--- Data ---
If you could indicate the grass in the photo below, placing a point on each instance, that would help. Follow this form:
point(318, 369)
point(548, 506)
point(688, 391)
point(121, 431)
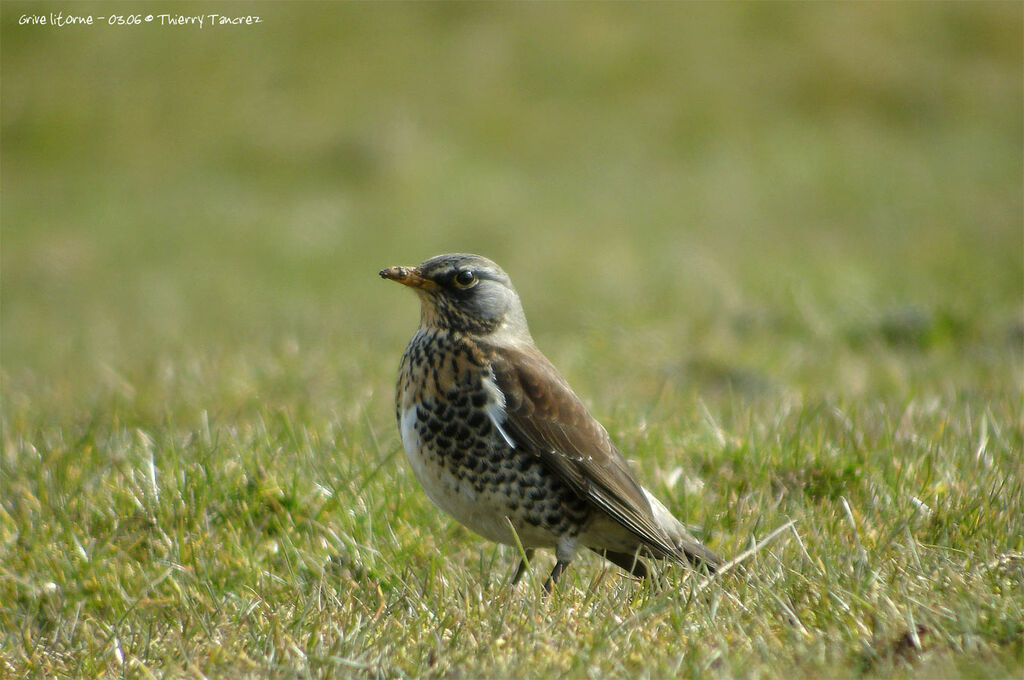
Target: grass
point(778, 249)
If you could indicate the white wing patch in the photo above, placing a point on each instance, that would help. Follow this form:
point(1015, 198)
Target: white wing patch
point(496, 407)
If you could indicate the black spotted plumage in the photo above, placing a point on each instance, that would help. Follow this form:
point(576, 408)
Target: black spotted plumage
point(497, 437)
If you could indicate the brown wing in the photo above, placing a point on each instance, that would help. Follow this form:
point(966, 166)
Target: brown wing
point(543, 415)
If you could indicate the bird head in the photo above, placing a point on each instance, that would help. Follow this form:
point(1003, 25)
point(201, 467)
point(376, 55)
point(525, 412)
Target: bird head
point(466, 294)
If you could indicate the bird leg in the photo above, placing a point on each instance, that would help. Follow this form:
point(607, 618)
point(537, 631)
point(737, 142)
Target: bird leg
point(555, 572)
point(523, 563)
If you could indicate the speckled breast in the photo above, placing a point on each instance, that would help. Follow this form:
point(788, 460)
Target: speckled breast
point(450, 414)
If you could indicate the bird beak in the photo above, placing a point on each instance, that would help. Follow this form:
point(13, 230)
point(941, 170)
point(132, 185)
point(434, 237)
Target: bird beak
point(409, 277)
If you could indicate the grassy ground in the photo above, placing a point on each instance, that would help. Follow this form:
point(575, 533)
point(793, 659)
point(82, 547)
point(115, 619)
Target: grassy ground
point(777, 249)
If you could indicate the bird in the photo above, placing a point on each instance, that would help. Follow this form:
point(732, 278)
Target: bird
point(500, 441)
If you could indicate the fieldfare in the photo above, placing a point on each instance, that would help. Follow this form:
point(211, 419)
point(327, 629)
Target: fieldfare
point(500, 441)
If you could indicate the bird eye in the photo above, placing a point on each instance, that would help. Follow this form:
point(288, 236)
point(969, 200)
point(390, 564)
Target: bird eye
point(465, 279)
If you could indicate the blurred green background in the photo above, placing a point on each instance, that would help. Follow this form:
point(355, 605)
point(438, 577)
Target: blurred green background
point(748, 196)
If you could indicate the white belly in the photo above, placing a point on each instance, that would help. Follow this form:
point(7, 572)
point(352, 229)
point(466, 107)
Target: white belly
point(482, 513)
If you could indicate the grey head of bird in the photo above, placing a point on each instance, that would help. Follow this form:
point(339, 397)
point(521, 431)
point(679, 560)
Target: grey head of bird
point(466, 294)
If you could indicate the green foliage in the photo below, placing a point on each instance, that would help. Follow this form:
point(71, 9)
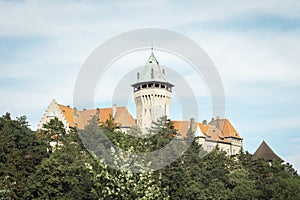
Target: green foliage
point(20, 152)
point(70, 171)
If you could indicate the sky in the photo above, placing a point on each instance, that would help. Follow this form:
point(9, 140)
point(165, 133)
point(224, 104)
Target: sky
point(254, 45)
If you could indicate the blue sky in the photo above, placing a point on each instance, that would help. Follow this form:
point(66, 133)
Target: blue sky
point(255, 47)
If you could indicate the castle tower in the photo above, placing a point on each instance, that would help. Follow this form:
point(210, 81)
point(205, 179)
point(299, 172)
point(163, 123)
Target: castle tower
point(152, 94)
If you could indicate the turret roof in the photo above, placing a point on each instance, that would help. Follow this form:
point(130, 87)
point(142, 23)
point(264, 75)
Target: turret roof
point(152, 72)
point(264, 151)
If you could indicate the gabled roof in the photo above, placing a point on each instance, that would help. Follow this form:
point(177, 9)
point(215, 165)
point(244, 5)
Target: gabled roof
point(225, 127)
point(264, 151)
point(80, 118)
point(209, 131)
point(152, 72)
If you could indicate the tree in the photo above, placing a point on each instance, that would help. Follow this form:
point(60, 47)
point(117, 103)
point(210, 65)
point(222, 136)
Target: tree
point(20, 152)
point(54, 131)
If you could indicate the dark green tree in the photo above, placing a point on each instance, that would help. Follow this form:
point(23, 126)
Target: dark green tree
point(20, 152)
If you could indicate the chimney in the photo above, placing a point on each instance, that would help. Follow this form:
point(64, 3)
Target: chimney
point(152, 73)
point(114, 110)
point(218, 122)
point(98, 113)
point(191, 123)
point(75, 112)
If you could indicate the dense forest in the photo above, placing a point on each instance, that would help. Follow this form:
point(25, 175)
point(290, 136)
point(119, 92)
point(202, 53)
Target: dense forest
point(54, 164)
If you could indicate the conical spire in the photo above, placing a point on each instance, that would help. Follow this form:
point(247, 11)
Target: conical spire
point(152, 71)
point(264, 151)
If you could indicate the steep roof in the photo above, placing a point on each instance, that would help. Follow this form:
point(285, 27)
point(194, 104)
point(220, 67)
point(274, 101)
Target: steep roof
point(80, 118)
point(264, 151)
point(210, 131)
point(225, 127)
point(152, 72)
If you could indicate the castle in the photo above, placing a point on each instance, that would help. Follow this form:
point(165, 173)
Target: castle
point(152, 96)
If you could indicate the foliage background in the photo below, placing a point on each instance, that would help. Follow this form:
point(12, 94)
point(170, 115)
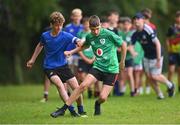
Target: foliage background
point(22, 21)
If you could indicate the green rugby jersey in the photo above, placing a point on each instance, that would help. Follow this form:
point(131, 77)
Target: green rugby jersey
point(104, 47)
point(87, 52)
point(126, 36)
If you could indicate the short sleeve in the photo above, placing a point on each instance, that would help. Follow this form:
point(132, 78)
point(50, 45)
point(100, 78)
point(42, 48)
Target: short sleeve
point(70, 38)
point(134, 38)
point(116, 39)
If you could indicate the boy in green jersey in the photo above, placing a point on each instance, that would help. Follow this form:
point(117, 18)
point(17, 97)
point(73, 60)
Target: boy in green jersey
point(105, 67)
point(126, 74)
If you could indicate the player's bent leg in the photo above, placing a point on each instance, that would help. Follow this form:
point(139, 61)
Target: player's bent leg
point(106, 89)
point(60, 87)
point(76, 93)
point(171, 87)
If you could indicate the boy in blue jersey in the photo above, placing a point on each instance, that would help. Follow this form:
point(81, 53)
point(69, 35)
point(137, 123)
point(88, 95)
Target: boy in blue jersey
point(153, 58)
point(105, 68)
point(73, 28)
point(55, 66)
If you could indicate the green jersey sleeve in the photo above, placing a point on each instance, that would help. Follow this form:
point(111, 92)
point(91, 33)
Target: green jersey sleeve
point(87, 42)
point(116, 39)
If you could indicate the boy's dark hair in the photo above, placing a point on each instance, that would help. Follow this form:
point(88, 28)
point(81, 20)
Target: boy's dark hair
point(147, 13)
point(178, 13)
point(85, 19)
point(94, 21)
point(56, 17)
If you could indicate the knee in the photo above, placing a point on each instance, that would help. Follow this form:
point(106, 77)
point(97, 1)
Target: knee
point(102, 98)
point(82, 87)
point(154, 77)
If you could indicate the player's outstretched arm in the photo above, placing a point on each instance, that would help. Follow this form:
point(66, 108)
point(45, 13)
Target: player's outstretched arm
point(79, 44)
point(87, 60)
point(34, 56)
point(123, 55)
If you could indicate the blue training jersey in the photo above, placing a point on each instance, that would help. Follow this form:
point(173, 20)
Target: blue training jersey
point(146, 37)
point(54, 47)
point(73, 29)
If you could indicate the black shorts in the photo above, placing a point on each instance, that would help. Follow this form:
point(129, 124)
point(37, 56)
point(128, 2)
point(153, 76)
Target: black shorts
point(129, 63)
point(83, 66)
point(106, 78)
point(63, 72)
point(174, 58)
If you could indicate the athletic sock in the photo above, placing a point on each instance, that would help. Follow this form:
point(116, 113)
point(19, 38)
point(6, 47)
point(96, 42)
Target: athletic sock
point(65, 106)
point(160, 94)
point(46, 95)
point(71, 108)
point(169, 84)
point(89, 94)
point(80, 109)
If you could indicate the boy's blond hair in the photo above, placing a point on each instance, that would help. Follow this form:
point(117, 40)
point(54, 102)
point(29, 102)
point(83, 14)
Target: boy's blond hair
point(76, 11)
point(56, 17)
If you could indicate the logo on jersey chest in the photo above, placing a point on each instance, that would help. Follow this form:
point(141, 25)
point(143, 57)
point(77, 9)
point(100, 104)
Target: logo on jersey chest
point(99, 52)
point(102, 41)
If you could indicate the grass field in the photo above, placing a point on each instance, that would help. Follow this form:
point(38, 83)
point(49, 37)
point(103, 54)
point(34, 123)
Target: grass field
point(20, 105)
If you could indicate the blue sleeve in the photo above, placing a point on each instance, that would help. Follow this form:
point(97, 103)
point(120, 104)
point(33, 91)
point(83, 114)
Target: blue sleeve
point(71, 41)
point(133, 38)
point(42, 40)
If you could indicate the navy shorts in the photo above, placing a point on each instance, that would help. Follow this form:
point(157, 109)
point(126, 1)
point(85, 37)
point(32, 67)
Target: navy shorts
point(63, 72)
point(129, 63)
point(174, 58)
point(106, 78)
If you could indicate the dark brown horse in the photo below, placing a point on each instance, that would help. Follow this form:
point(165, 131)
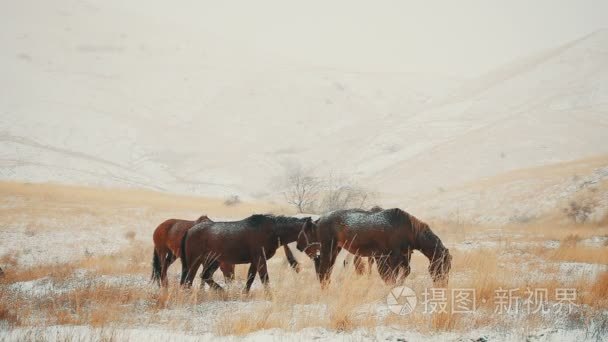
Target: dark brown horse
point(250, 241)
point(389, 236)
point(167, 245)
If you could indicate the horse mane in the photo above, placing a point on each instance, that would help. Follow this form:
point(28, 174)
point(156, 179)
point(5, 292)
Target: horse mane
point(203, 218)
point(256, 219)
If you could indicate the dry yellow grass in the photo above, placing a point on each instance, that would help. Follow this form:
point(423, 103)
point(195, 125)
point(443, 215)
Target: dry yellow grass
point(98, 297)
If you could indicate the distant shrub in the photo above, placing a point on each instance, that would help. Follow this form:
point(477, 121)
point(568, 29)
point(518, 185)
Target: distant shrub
---
--- Data ---
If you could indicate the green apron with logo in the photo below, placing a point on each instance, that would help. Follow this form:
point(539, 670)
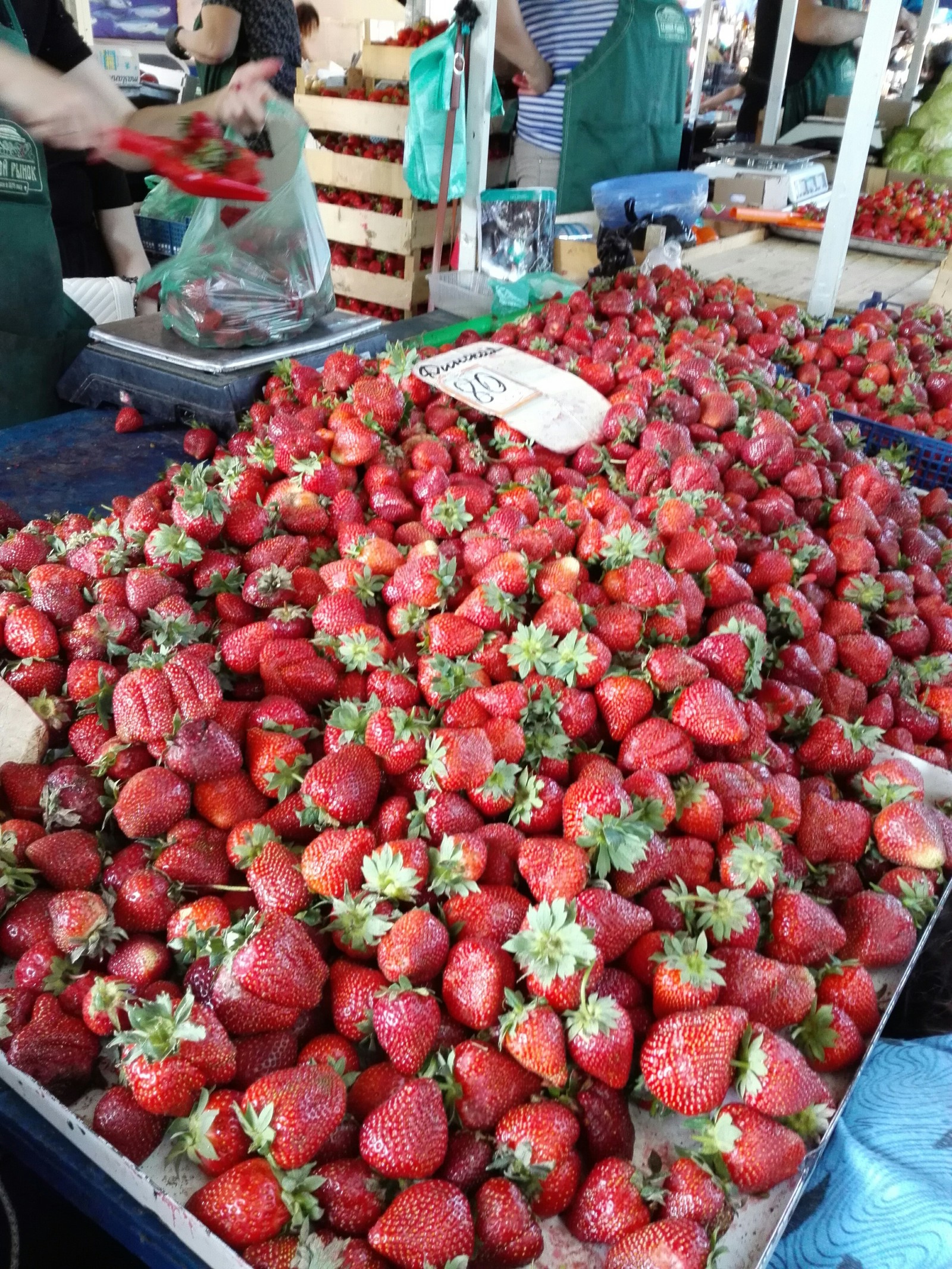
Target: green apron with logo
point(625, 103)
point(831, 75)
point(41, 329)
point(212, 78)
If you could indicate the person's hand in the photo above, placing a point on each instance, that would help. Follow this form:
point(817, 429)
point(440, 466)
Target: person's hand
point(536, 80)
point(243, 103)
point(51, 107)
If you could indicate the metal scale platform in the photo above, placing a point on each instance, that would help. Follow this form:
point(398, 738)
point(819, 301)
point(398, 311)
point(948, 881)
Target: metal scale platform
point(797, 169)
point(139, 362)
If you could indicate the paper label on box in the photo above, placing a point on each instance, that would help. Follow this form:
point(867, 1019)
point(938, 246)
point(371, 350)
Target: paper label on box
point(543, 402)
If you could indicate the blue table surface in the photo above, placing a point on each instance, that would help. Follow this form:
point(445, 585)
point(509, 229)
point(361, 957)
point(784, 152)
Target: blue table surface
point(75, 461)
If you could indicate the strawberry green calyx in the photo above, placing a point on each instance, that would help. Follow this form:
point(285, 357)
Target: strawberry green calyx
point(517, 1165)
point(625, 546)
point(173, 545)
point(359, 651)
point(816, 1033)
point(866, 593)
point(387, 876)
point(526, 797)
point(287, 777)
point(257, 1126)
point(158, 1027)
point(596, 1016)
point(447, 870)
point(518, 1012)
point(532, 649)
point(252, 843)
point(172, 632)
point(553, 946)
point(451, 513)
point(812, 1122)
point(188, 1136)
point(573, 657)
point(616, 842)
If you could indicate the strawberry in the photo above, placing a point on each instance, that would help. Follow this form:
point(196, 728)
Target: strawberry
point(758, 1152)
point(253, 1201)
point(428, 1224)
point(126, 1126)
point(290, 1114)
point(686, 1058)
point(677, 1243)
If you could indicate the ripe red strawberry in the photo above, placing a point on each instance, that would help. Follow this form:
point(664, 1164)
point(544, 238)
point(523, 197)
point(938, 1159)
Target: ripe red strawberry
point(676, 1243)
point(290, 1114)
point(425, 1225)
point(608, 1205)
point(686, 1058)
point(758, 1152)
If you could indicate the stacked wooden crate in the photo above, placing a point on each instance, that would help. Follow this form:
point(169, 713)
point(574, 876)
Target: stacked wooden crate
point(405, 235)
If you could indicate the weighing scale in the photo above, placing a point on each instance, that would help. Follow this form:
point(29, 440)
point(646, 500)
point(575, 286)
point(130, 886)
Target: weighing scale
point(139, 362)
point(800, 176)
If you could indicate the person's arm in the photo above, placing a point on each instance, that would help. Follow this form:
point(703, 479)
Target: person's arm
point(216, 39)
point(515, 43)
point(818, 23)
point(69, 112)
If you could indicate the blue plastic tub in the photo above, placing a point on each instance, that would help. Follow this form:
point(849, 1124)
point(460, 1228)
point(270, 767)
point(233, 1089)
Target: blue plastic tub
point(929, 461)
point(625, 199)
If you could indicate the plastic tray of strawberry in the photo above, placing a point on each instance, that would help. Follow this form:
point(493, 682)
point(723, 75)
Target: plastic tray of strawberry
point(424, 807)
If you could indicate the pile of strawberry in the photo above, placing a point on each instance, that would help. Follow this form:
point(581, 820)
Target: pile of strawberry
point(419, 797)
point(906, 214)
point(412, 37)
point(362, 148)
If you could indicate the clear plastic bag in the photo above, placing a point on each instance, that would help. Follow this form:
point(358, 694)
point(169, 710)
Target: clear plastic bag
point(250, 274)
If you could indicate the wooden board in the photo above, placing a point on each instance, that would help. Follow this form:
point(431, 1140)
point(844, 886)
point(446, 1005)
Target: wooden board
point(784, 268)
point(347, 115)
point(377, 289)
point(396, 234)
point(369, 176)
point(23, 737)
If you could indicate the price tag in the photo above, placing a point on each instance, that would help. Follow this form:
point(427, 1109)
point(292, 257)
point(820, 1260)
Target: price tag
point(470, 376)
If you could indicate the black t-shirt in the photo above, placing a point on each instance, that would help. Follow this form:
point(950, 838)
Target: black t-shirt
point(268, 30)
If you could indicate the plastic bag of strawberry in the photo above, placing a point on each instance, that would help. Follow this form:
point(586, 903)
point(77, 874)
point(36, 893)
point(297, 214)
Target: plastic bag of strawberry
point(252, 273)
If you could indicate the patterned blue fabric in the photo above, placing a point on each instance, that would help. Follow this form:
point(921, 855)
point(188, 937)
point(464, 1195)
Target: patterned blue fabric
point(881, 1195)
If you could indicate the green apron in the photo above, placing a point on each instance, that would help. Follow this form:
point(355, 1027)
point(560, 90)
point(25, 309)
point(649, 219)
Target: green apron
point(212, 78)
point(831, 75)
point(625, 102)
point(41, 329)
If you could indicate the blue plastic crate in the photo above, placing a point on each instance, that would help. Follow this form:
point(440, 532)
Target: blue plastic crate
---
**Problem details:** Would you print exactly, and only, the lines of the data above from the line with "If you could indicate the player's bent" through the line with "point(81, 20)", inclusive?

**Reply to the task:**
If you could indicate the player's bent leg in the photo above, placing a point on each instance, that would help. Follow this form:
point(139, 61)
Target: player's bent leg
point(106, 89)
point(60, 87)
point(76, 93)
point(171, 87)
If you could indicate the boy in blue jersey in the photo above, placing a point on each instance, that would help. Follow this form:
point(81, 53)
point(69, 35)
point(137, 123)
point(88, 95)
Target: boy in blue jersey
point(153, 58)
point(105, 68)
point(73, 28)
point(55, 66)
If you could indicate the green jersey sleeve in the photo above, placing a point on each instance, that would help. Follow this form:
point(111, 92)
point(91, 33)
Target: green jersey sleeve
point(87, 42)
point(116, 39)
If you could indicate the boy's dark hair in the photo above, placing a point on each instance, that would help. Follow this form:
point(88, 28)
point(81, 20)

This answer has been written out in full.